**JOB:** Write out the entries below word for word, starting at their first line and ending at the line containing "pixel 91 212", with both of those lines included.

[START DATA TO PROCESS]

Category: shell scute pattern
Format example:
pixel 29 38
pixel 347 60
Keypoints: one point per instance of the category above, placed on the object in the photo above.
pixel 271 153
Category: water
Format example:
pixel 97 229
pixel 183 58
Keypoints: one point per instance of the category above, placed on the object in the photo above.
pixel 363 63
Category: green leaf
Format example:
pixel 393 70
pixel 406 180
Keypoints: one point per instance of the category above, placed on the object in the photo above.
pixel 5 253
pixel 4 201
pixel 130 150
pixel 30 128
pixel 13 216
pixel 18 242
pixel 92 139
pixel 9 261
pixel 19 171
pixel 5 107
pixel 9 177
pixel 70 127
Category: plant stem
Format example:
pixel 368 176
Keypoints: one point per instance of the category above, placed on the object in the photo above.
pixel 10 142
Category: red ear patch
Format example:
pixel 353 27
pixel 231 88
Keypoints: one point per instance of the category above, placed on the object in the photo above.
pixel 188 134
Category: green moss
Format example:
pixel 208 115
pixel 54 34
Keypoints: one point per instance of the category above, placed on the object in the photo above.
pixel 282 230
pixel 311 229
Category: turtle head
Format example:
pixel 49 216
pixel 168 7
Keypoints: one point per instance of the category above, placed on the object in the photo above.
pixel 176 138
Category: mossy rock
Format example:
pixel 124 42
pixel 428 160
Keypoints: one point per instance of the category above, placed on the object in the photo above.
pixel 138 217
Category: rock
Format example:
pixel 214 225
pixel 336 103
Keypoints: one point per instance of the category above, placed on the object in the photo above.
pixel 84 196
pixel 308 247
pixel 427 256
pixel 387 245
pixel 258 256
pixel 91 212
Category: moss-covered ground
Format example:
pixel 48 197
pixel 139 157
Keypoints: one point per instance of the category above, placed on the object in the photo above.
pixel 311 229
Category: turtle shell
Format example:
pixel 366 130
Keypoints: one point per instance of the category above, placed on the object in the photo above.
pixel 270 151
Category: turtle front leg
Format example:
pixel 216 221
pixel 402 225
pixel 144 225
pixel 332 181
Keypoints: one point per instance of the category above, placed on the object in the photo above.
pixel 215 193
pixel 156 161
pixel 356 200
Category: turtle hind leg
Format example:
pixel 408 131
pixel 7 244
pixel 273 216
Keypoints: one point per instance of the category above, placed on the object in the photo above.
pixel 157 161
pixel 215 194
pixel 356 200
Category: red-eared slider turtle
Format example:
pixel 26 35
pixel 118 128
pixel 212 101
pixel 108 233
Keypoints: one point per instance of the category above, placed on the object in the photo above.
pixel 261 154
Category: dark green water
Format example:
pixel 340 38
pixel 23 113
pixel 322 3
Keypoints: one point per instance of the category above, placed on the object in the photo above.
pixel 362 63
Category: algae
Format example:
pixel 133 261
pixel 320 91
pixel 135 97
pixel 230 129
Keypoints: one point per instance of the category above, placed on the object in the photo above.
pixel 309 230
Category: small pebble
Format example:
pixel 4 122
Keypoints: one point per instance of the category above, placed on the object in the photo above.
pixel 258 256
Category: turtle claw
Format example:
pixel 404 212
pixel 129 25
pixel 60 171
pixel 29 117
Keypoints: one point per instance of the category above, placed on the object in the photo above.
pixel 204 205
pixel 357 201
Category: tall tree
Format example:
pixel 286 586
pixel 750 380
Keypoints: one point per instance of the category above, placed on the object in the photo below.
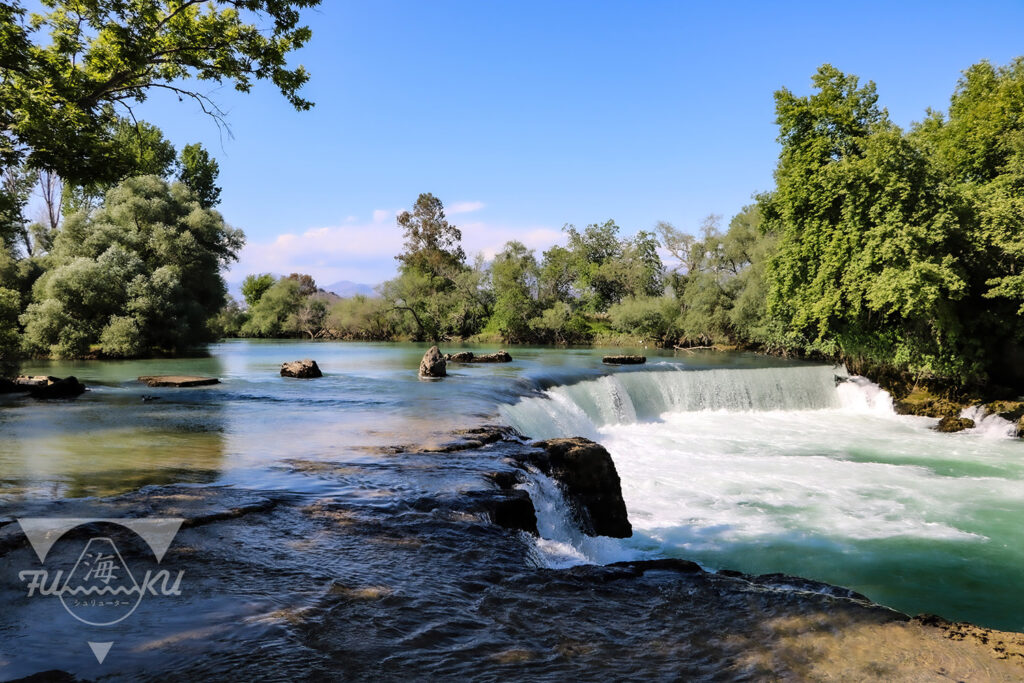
pixel 69 72
pixel 432 245
pixel 199 172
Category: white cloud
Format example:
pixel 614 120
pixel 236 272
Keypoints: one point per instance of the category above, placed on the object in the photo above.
pixel 464 207
pixel 364 252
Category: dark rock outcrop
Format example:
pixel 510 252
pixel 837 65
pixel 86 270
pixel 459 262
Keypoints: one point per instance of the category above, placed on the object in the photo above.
pixel 950 424
pixel 624 359
pixel 55 387
pixel 500 356
pixel 927 404
pixel 177 380
pixel 514 510
pixel 588 477
pixel 469 356
pixel 305 369
pixel 433 364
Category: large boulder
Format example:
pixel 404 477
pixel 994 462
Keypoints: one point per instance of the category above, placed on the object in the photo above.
pixel 500 356
pixel 624 359
pixel 950 424
pixel 588 477
pixel 469 356
pixel 55 387
pixel 305 369
pixel 433 364
pixel 177 381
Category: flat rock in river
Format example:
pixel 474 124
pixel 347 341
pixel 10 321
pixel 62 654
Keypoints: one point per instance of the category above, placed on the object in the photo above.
pixel 305 369
pixel 177 380
pixel 624 359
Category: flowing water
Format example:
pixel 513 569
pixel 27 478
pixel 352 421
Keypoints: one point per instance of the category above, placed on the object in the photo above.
pixel 805 471
pixel 334 537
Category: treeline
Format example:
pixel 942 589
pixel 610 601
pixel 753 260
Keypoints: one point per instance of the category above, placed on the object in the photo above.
pixel 601 286
pixel 123 253
pixel 895 251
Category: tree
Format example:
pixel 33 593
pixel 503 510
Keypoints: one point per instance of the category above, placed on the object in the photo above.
pixel 140 273
pixel 432 245
pixel 513 276
pixel 269 315
pixel 199 173
pixel 253 287
pixel 307 286
pixel 10 340
pixel 60 94
pixel 866 266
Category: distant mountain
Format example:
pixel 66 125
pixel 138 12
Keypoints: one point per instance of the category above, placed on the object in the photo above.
pixel 345 288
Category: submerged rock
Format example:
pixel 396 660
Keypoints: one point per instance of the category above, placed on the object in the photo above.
pixel 177 380
pixel 590 481
pixel 624 359
pixel 950 424
pixel 1008 410
pixel 305 369
pixel 500 356
pixel 433 364
pixel 927 404
pixel 54 387
pixel 469 356
pixel 515 511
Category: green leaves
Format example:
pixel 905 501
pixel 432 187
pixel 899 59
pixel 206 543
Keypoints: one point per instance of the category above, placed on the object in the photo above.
pixel 68 73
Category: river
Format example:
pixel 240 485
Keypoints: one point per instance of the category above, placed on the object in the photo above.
pixel 733 460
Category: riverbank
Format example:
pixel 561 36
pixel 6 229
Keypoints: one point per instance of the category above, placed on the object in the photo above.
pixel 343 530
pixel 427 586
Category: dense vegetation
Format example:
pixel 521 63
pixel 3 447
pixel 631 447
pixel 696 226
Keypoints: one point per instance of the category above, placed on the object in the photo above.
pixel 893 250
pixel 124 255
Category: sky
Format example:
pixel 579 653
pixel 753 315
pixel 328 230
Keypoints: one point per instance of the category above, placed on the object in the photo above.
pixel 522 117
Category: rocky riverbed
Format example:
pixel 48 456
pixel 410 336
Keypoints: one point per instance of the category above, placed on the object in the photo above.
pixel 383 581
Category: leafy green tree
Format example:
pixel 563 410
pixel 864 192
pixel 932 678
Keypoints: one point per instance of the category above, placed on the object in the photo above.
pixel 68 68
pixel 363 317
pixel 199 173
pixel 866 264
pixel 10 340
pixel 513 275
pixel 432 245
pixel 140 273
pixel 271 314
pixel 254 287
pixel 556 275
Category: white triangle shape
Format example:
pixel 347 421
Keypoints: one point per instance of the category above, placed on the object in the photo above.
pixel 100 649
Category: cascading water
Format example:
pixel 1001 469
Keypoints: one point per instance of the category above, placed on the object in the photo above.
pixel 803 470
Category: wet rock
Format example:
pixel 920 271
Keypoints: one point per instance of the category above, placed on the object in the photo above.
pixel 10 386
pixel 1008 410
pixel 505 479
pixel 177 380
pixel 590 482
pixel 926 404
pixel 950 424
pixel 305 369
pixel 500 356
pixel 55 387
pixel 469 356
pixel 433 364
pixel 515 511
pixel 624 359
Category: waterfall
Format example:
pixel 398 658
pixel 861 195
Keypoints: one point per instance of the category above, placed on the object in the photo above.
pixel 582 409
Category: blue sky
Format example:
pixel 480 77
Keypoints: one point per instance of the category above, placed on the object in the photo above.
pixel 525 116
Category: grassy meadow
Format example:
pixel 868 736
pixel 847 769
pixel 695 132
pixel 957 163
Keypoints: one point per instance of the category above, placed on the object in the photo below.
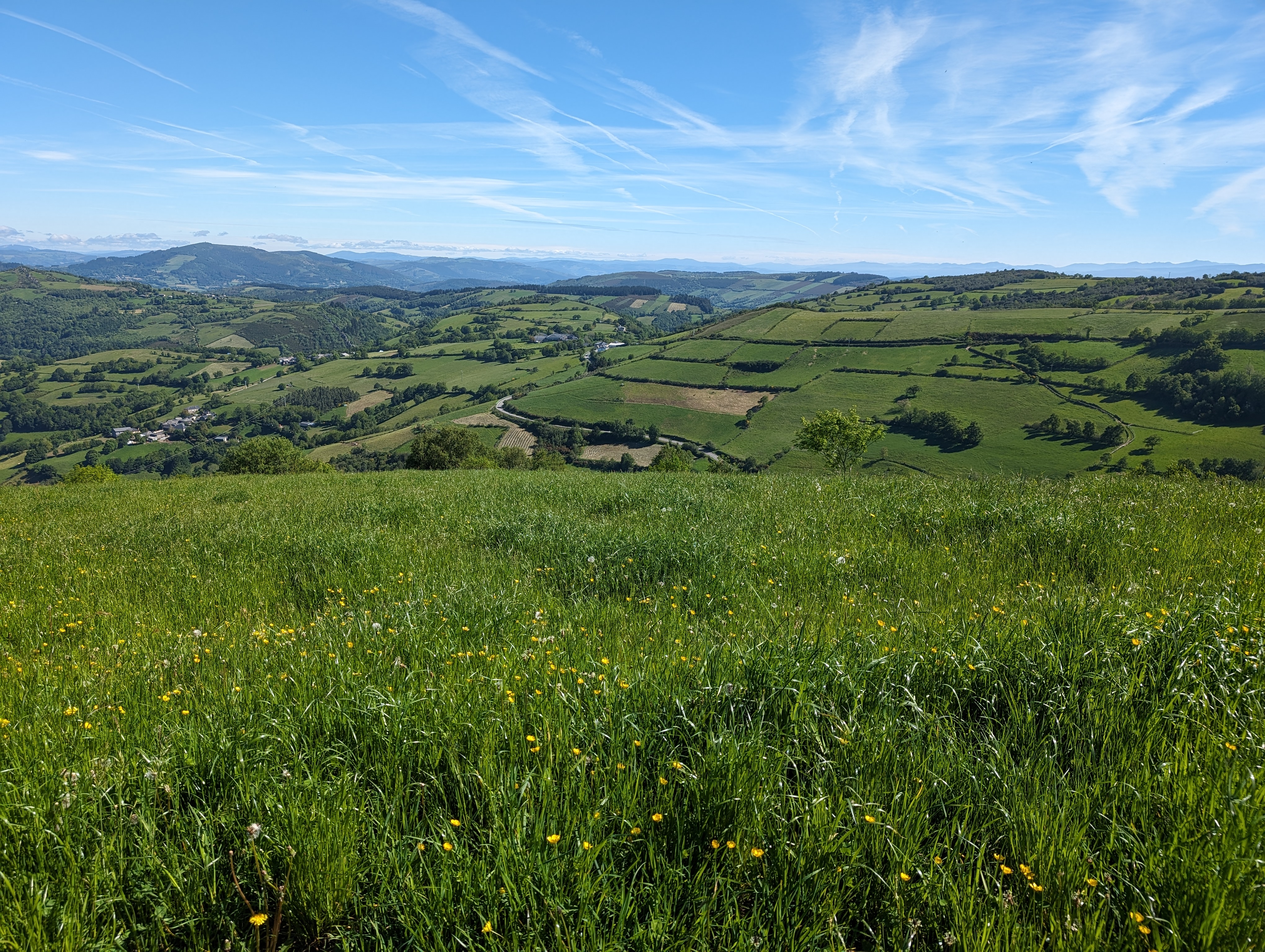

[END DATA TO PROCESS]

**OUTPUT BELOW:**
Category: shell scute pattern
Format example:
pixel 29 38
pixel 347 60
Keypoints: one point per instance of the category above, placed on the object in the photo above.
pixel 271 153
Category: water
Format example:
pixel 97 229
pixel 183 58
Keypoints: one point per instance of the category above, placed on the object in the photo above.
pixel 363 63
Category: green leaf
Format example:
pixel 393 70
pixel 406 180
Keypoints: one point per instance of the category above, placed on the object in the photo above.
pixel 5 253
pixel 4 201
pixel 130 150
pixel 30 128
pixel 13 216
pixel 18 242
pixel 92 139
pixel 9 261
pixel 19 171
pixel 5 107
pixel 9 177
pixel 70 127
Category: plant stem
Format example:
pixel 368 176
Keypoints: one point per instance of the category above, placed on the object in the photo above.
pixel 10 142
Category: red ear patch
Format example:
pixel 353 27
pixel 231 88
Keypoints: one point per instance of the category above, placed on the object in the photo above.
pixel 188 134
Category: green moss
Format example:
pixel 208 115
pixel 54 34
Keypoints: one point per instance of the category above, placed on the object in the photo above.
pixel 282 230
pixel 311 229
Category: turtle head
Format example:
pixel 49 216
pixel 168 7
Keypoints: one point per instance of the category above, placed on the object in the photo above.
pixel 176 138
Category: mossy rock
Format example:
pixel 124 42
pixel 428 160
Keypoints: one point per instance of the category above, placed on the object in the photo above.
pixel 138 217
Category: rock
Format example:
pixel 214 225
pixel 336 103
Keypoints: one point per instance of the category above, placed on the object in the photo above.
pixel 84 196
pixel 308 247
pixel 427 256
pixel 387 245
pixel 258 256
pixel 91 212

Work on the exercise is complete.